**PROVIDED ENTRIES:**
══════

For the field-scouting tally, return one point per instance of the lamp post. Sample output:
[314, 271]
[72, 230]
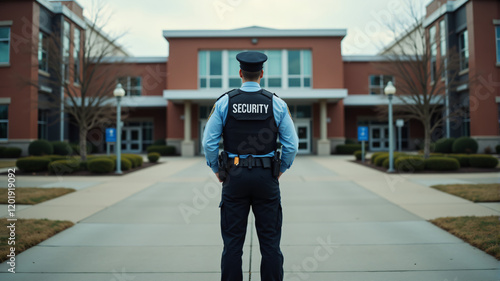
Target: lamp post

══════

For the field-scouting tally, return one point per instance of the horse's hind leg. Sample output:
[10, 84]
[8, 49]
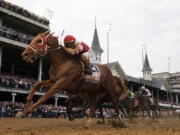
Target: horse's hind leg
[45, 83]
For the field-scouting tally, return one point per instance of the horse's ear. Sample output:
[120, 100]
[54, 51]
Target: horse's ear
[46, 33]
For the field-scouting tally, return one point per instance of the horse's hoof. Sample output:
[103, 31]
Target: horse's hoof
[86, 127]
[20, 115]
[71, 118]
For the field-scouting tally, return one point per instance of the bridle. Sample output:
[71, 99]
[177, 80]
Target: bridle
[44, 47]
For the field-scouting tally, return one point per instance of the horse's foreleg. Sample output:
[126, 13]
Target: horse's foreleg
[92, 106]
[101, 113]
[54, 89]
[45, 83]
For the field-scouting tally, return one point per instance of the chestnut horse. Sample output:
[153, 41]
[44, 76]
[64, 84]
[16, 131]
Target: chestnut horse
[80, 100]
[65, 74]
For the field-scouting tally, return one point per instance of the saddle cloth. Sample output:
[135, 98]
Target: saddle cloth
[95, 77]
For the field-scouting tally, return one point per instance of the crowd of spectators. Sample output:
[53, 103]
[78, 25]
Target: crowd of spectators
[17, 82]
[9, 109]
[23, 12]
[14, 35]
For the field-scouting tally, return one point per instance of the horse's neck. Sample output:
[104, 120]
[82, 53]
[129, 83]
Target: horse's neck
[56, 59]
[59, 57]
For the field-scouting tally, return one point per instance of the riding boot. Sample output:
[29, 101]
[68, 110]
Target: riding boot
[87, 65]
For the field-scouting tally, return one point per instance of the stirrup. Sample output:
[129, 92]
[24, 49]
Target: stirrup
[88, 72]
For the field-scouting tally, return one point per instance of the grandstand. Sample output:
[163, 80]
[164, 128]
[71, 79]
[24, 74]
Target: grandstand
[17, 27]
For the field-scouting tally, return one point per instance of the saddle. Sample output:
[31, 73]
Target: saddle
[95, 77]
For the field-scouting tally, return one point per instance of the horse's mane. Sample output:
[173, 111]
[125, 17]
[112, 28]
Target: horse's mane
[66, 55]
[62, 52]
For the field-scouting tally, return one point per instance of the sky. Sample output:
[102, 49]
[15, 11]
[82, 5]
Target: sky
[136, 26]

══════

**PROBLEM TO WORK ON:**
Locate each line of the records containing the word "lamp" and copy those lines out in full.

**RESPONSE:**
For the field-scouting tally, return one point per instance of the lamp post. Sample output:
Target: lamp post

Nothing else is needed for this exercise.